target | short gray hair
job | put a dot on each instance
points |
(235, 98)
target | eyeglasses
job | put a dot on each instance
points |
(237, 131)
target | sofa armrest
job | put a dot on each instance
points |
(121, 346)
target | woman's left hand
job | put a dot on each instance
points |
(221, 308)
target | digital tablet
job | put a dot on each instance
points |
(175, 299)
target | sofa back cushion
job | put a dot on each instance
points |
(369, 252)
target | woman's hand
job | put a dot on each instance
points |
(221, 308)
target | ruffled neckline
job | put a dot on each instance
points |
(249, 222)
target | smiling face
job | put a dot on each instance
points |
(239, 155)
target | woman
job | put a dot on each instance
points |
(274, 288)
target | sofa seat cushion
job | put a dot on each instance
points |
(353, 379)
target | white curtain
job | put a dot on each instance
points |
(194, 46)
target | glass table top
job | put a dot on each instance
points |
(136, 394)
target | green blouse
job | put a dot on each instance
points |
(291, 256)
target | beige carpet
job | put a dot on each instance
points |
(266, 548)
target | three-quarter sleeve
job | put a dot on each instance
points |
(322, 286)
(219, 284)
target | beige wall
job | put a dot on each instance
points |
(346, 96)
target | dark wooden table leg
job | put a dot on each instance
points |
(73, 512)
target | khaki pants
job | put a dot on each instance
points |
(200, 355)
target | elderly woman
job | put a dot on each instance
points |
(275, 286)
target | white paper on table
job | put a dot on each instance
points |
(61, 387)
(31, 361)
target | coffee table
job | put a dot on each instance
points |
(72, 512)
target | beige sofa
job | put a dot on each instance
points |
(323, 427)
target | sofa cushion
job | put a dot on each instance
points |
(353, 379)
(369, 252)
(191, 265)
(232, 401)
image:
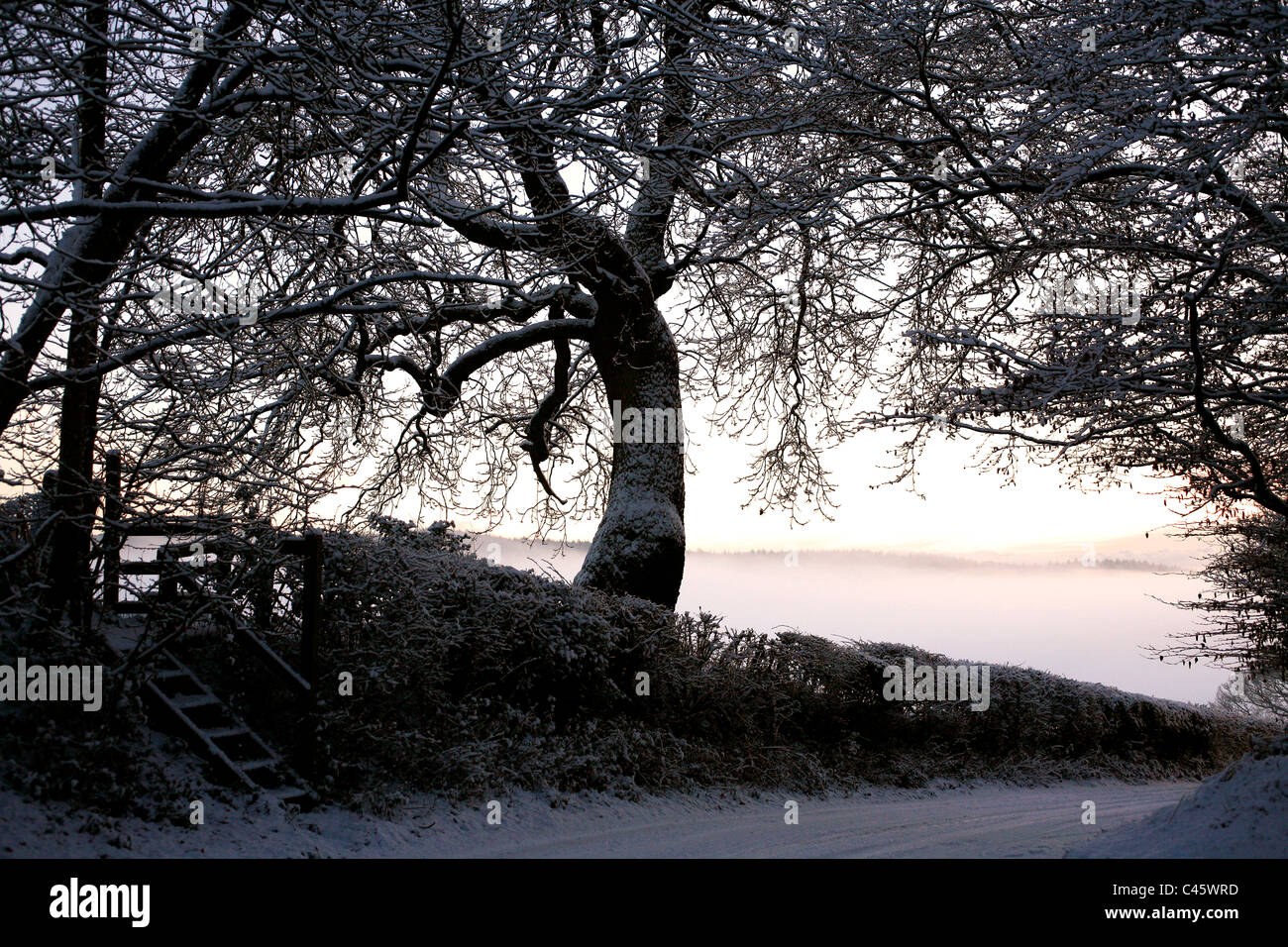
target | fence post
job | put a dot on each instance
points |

++++++++

What is being asked → Please turn all of the material above into a JSON list of strings, one string per line with blank lines left out, and leave the pictures out.

Result for this task →
[
  "target | short gray hair",
  "job | put a dot on each instance",
  "points |",
  "(235, 98)",
  "target | eyeglasses",
  "job | put a dot on each instance",
  "points |",
  "(237, 131)",
  "target | sofa armrest",
  "job | put a dot on each instance",
  "points |",
  "(121, 346)",
  "target | woman's left hand",
  "job | put a dot on each instance",
  "points |",
  "(221, 308)",
  "target | digital tablet",
  "job | put a dot on each instance",
  "points |",
  "(175, 299)",
  "target | sofa back cushion",
  "job | put a dot on each instance",
  "points |",
  "(369, 252)",
  "target | woman's hand",
  "job | put a dot on each instance",
  "points |",
  "(221, 308)",
  "target | ruffled neckline",
  "job | put a dot on each instance",
  "points |",
  "(249, 222)",
  "target | smiling face",
  "job | put a dot on each instance",
  "points |",
  "(239, 155)",
  "target | woman",
  "job | put a dot on each instance",
  "points |",
  "(274, 288)",
  "target | sofa seat cushion",
  "job | put a dot on each instance",
  "points |",
  "(353, 379)",
  "target | white curtain",
  "job | put a dot on each instance",
  "points |",
  "(194, 46)",
  "target | glass table top",
  "job | put a dot on each instance",
  "points |",
  "(136, 394)",
  "target | green blouse",
  "job | put a dot on each instance",
  "points |",
  "(291, 256)",
  "target | beige carpet",
  "job | put a dot on each instance",
  "points |",
  "(266, 548)",
  "target | three-quarter sleeve",
  "job | put a dot on each instance",
  "points |",
  "(322, 286)",
  "(219, 284)",
  "target | beige wall",
  "job | put a dot on each instance",
  "points |",
  "(346, 96)",
  "target | dark wooden table leg",
  "job | put a dot on each instance",
  "points |",
  "(73, 512)",
  "target | khaki pants",
  "job | put a dot on each instance",
  "points |",
  "(200, 355)",
  "target | elderly woman",
  "job | put a dot on each instance",
  "points |",
  "(275, 286)",
  "target | white paper on table",
  "job | put a dot on each instance",
  "points |",
  "(61, 387)",
  "(31, 361)",
  "target | coffee table",
  "job | put a dot on each instance",
  "points |",
  "(72, 512)",
  "target | beige sofa",
  "job | put a dot on each instance",
  "points |",
  "(323, 427)",
  "target | sofa cushion",
  "job | put a dot on each instance",
  "points |",
  "(353, 379)",
  "(369, 252)",
  "(191, 265)",
  "(232, 401)",
  "image:",
  "target | fence post",
  "job | put a dot on each instance",
  "points |"
]